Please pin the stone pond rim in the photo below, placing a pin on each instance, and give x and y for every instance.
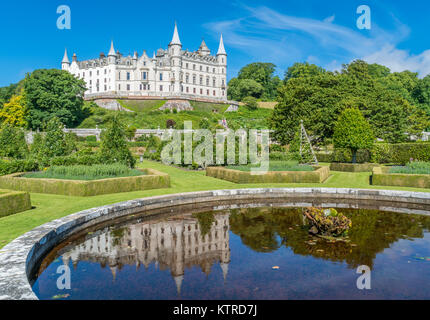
(18, 258)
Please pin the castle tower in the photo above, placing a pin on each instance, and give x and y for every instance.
(65, 64)
(204, 50)
(178, 281)
(175, 47)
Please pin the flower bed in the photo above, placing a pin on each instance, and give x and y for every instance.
(353, 167)
(12, 202)
(382, 177)
(151, 179)
(319, 175)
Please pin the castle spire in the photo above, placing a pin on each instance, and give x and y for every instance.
(221, 49)
(175, 39)
(112, 50)
(65, 58)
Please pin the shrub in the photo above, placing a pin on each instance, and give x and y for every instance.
(9, 167)
(352, 131)
(412, 168)
(12, 142)
(114, 146)
(85, 172)
(91, 139)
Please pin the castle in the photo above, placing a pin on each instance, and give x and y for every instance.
(170, 73)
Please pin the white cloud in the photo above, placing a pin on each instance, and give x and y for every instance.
(270, 35)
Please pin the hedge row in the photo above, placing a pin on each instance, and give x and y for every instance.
(153, 180)
(352, 167)
(400, 153)
(236, 176)
(381, 177)
(12, 202)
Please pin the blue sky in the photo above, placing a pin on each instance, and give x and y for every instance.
(282, 32)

*-*-*

_WHAT YOU WILL DO_
Please print exactly the lines from the one containing "Please pin the blue" through the last line of the material.

_EXERCISE ANSWER_
Please pin the blue sky in the photo above, placing a pin on each instance, and give x and y for every instance.
(282, 32)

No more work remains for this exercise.